* _Task goal_:
Update the items starting at the line that has "the black bean" and ending after the line that has "[(436, 82)]". Write those lines out again with "drop a dot" changed to "place a point" and nothing else altered.

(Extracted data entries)

+-------+

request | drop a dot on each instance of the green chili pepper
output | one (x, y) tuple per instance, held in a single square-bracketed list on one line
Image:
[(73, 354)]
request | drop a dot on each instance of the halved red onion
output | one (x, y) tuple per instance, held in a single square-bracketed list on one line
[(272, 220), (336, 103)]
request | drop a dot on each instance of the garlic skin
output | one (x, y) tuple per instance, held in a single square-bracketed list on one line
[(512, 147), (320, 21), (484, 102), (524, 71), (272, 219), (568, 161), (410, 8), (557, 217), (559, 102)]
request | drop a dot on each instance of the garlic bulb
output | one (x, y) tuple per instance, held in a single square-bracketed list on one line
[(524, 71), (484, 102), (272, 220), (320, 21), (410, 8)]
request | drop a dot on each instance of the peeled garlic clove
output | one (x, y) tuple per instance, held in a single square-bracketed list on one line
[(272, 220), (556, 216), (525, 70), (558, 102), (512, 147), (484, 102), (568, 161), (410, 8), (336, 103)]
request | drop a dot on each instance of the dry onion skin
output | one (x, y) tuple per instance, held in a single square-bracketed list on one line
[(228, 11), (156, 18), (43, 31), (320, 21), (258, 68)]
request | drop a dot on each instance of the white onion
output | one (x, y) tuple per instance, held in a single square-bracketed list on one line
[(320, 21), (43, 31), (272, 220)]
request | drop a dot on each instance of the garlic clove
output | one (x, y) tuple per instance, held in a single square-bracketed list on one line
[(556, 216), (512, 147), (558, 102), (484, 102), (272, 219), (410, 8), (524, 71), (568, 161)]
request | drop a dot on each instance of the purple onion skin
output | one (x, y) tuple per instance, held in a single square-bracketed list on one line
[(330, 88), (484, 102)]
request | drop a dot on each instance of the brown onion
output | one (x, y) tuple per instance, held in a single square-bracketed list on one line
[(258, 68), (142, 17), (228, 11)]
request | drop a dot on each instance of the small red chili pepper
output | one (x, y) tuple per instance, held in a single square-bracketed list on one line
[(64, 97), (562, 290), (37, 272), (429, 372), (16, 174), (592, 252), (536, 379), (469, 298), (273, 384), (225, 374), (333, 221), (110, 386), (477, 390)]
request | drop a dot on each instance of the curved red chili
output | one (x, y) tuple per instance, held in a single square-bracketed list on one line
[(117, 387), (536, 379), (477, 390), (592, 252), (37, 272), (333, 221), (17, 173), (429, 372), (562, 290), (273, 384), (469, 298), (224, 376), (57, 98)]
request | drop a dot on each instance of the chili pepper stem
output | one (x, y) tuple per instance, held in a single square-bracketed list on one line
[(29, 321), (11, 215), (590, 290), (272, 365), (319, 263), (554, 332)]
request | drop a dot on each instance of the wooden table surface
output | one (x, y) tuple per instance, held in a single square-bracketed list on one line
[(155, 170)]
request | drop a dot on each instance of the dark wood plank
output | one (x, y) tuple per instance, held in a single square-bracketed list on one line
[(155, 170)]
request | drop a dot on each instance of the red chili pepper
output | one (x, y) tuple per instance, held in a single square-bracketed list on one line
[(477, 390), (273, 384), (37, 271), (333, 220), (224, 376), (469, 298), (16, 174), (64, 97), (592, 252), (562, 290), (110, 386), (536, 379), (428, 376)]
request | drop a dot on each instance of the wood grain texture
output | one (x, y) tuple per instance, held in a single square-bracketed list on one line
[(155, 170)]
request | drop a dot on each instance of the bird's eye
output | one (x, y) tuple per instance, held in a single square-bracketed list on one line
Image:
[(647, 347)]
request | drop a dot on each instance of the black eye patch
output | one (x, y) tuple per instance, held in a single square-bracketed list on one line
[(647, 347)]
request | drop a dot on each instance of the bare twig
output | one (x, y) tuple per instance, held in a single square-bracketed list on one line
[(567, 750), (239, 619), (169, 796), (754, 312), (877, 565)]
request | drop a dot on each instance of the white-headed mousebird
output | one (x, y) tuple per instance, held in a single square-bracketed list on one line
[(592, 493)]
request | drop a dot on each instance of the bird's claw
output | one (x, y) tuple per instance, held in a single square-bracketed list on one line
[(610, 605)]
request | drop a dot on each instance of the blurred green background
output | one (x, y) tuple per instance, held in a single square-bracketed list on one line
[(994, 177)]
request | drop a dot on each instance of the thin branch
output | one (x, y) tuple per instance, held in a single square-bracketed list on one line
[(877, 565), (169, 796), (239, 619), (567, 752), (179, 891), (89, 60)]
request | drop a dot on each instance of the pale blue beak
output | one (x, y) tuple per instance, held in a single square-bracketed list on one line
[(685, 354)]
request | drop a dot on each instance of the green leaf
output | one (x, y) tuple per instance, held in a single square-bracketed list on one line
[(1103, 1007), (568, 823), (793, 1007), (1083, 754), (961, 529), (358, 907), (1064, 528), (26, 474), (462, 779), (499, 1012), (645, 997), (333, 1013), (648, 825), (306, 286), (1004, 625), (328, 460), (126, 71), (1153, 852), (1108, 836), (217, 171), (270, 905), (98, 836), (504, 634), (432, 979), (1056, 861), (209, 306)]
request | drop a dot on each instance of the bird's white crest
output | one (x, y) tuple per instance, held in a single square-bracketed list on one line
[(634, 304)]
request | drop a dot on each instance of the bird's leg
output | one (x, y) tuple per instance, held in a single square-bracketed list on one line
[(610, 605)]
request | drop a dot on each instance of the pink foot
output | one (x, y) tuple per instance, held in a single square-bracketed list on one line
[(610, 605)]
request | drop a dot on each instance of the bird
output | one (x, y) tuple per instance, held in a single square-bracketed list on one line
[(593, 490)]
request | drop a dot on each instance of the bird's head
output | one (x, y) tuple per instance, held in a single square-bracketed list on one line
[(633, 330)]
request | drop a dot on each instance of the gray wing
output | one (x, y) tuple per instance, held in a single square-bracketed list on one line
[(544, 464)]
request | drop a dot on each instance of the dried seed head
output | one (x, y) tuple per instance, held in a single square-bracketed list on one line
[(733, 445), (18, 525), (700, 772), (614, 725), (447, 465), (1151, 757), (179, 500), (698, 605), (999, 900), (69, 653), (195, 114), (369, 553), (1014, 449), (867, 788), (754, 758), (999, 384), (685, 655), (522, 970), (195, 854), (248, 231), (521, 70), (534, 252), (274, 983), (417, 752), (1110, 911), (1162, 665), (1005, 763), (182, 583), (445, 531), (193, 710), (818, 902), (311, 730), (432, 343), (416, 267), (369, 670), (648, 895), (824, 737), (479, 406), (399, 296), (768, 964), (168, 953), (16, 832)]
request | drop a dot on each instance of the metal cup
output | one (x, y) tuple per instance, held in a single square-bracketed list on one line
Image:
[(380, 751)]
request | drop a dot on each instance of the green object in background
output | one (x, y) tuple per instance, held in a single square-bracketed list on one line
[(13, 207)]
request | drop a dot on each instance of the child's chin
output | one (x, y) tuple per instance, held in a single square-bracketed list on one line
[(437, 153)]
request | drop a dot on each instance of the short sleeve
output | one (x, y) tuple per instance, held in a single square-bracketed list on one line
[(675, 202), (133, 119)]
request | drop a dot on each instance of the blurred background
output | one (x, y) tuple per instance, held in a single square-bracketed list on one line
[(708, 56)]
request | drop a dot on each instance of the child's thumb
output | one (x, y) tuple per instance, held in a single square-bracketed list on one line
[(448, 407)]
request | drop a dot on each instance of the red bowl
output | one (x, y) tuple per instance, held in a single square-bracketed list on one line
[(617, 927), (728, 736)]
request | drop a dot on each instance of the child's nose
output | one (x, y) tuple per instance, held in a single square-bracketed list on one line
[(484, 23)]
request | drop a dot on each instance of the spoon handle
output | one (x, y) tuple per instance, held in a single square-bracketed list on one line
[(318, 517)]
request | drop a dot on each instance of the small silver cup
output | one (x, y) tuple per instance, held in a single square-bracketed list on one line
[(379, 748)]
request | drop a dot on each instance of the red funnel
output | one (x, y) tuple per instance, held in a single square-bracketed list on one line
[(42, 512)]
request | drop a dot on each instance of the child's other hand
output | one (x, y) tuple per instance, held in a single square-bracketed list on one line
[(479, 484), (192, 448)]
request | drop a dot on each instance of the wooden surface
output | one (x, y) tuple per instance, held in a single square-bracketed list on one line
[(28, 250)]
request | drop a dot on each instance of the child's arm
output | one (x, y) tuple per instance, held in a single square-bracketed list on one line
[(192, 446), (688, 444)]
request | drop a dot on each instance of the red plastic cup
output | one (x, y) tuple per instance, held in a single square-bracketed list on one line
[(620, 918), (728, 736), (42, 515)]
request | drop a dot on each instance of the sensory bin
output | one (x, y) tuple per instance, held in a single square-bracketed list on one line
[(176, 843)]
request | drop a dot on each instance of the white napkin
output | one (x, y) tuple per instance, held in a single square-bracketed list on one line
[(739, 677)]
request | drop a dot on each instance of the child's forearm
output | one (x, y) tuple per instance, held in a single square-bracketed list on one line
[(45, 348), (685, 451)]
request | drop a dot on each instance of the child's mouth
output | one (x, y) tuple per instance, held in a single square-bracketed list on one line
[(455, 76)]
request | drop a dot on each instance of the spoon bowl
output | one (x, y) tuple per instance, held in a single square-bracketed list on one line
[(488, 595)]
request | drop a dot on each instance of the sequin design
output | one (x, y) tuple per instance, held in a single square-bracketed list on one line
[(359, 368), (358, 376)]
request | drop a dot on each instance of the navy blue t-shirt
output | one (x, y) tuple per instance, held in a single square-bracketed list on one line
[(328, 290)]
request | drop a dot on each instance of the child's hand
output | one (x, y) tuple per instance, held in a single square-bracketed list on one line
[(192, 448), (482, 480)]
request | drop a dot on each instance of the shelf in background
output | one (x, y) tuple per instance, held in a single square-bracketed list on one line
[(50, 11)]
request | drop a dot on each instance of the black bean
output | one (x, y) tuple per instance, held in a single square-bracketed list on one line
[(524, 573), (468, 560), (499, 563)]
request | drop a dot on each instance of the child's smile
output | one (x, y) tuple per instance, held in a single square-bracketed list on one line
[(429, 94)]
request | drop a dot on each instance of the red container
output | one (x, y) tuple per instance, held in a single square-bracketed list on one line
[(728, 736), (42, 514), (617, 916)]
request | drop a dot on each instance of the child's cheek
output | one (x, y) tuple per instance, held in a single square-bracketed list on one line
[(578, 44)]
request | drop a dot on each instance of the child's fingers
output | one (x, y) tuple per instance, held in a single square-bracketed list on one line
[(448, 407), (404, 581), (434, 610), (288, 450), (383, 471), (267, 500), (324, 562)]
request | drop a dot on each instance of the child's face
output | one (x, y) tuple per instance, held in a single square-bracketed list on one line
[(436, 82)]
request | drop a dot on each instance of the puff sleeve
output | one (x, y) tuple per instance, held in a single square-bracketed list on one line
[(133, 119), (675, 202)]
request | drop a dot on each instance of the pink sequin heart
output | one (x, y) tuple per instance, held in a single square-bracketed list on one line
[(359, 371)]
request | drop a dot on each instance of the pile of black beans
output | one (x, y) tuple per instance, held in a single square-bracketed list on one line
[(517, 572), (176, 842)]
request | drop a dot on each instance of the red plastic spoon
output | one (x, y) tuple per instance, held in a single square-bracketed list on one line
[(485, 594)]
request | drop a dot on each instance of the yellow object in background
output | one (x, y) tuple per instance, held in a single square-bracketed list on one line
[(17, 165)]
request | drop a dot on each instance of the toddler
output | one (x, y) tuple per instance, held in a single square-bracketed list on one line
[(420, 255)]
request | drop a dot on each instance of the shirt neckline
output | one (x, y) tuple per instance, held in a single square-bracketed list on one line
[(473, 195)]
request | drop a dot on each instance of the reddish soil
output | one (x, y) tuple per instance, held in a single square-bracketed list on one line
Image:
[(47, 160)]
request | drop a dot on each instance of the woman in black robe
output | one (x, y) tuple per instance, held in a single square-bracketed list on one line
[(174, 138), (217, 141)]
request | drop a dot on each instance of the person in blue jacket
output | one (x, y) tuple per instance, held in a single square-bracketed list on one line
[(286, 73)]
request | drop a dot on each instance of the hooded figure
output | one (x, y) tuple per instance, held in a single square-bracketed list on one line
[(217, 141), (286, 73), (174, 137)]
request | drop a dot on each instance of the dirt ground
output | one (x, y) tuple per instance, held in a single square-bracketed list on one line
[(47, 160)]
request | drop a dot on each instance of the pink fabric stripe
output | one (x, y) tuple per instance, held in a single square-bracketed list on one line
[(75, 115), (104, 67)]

+-------+

* _Answer to this problem_:
request | place a point on each instance of the black bean
output | one (x, y) tuple per instance, held in a single square-bracketed list on one line
[(524, 573), (468, 560), (499, 563)]
request | place a point on each instance of the child's smile
output | one (x, y) tuple per instance, held in a single square-bracketed list on one line
[(429, 94)]
request | place a point on each instance of the red container
output | one (x, y) tuple per instance, held in a single square-bracketed list on one line
[(728, 736), (42, 514), (617, 916)]
request | place a point on each instance of the child's cheek
output | one (x, y) tuple per instance, held in a single square-bracketed list on one line
[(578, 44)]
request | place a point on each instance of the child's fingers
output | one (x, y) tuple per instance, held in a single square-bracketed list on one line
[(448, 407), (404, 581), (434, 610), (288, 450), (383, 471), (267, 500), (324, 562)]
request | place a point on each instance of the child's face
output | one (x, y) tuple per instance, held in a single square-bracketed list on one line
[(436, 82)]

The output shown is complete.